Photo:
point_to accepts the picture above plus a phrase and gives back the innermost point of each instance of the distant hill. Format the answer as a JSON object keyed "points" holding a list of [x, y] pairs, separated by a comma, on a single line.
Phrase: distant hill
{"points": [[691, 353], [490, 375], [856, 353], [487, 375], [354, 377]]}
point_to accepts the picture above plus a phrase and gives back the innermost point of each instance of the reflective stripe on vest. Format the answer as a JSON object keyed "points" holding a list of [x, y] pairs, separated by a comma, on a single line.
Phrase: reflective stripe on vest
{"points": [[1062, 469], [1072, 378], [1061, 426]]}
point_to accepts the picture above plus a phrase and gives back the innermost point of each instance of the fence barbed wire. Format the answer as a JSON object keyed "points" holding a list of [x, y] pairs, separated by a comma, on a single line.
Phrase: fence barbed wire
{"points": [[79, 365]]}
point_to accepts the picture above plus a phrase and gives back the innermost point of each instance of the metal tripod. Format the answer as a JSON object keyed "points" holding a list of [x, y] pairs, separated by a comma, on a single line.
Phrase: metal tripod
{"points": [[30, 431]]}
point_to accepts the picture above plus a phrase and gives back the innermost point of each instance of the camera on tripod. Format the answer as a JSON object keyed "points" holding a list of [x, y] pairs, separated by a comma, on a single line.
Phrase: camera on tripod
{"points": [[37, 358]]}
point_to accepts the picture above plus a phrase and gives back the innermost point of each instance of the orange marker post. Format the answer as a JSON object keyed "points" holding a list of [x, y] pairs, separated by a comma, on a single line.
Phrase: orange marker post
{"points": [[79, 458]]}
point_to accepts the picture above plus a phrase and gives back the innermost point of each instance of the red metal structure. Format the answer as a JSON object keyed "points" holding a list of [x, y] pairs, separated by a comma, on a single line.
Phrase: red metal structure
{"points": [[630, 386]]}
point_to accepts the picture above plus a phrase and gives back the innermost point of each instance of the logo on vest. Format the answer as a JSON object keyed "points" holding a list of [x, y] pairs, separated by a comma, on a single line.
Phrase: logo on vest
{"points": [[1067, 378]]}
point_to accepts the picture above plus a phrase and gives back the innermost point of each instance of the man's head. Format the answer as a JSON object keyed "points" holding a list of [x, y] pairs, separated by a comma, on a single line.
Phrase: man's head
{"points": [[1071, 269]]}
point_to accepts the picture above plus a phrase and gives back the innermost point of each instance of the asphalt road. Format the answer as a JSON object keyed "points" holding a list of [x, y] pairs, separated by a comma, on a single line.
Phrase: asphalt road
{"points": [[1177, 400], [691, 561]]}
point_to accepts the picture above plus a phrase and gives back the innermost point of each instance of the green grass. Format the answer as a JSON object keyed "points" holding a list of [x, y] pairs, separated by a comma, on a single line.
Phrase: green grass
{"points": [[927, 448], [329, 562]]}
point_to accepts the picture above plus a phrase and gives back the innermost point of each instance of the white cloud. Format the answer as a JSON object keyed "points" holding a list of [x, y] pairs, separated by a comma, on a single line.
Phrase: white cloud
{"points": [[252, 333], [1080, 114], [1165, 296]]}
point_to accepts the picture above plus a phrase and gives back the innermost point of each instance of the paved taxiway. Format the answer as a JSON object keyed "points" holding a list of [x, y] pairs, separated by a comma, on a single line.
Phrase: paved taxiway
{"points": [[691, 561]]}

* * * *

- Task requirements:
Copy each line of the data exactly, leaving nothing out.

- The result:
Photo:
point_to accepts the picture above plus a phrase and gives back the innermost point of each instance of the distant hill. Format the answer as a JSON object keyed "points" holding a list of [x, y] pairs, separated by a comma, on a single line.
Phrase: distant hill
{"points": [[691, 353], [490, 375], [856, 353], [487, 375], [354, 377]]}
point_to accepts the picture above plus a phrase and gives back the innermost point of each instance of the reflective stripe on vest. Format the answer as a JSON object keyed "points" holding a list of [x, y] pairs, separated by a comma, on a single line.
Phrase: reflective stripe on vest
{"points": [[1062, 469], [1072, 378], [1061, 426]]}
point_to accepts the picture above plus a phrase and gives back the innermost point of each instance of the fence barbed wire. Format the answer as a JSON object keyed "points" holding a list of [x, y] pairs, separated by a comma, on a single line.
Phrase: fence barbed wire
{"points": [[79, 365]]}
point_to accepts the picture above plus a phrase and gives back the innermost point of each instance of the metal tripod. Format the answer as a JSON object keyed "points" holding a list of [x, y] pairs, separated by a comma, on a single line.
Phrase: metal tripod
{"points": [[30, 431]]}
point_to accepts the picture above plus a phrase and gives back the innermost point of each instance of the camera on tripod. Format the answer as a JSON object keyed "points" holding a list of [x, y] pairs, separated by a comma, on a single line.
Phrase: camera on tripod
{"points": [[37, 358]]}
point_to accepts the picture above plus a phrase and gives back the innermost point of each instance of the orange marker post. Format the answer as a JSON object keyed "points" holding a list of [x, y] pairs, separated by a comma, on a single line.
Phrase: orange marker post
{"points": [[79, 458]]}
point_to accepts the picture above plus a phrase and gives back the innermost point of each instance of the red metal structure. Format the answer as a JSON object keyed "points" holding a list of [x, y] pairs, separated by a comma, on a single line.
Phrase: red metal structure
{"points": [[630, 386]]}
point_to accepts the picture above plus a phrase and gives back the innermost point of each instance of the logo on vest. Format the answer as a JSON object keyed "points" holding a list of [x, y] pairs, separated by a comma, on a single line.
Phrase: logo on vest
{"points": [[1067, 378]]}
point_to accepts the picture above plus a phrase and gives back the innermost point of each instance of the man's head. Format the answer as a JSON object keyed "points" holding a list of [x, y] pairs, separated by a comma, on a single line.
Phrase: man's head
{"points": [[1071, 269]]}
point_to accepts the picture above plus a phrase and gives back the innermost point of each instance of the asphalt road. Format the answer as a JSON object keyed "points" holding a list of [x, y] pairs, separated by a comma, on a single line.
Phrase: asphalt road
{"points": [[1177, 400], [691, 561]]}
point_to accepts the picture above plus a phrase and gives back the innermost point of each instance of the green grass. Format the answer as a JSON object keyed "points" holding a list of [x, y] pairs, separated by a comma, on a single line.
Phrase: green grass
{"points": [[927, 448], [329, 562]]}
point_to accepts the picture above plus a phrase and gives back the innermost point of each instance of the white cloud. Format the answer as a JSON object keyed "points" holding a list of [x, y] pairs, separated by a comma, on a single line.
Phrase: white cloud
{"points": [[252, 333], [1080, 114], [1165, 296]]}
point_to accepts the picture above plus a phrase and gives back the innermost point of each instance of the paved taxiway. Format the answer as a JSON object keyed "points" holding a list of [x, y] pairs, separated by a comma, on a single line.
Phrase: paved taxiway
{"points": [[691, 561]]}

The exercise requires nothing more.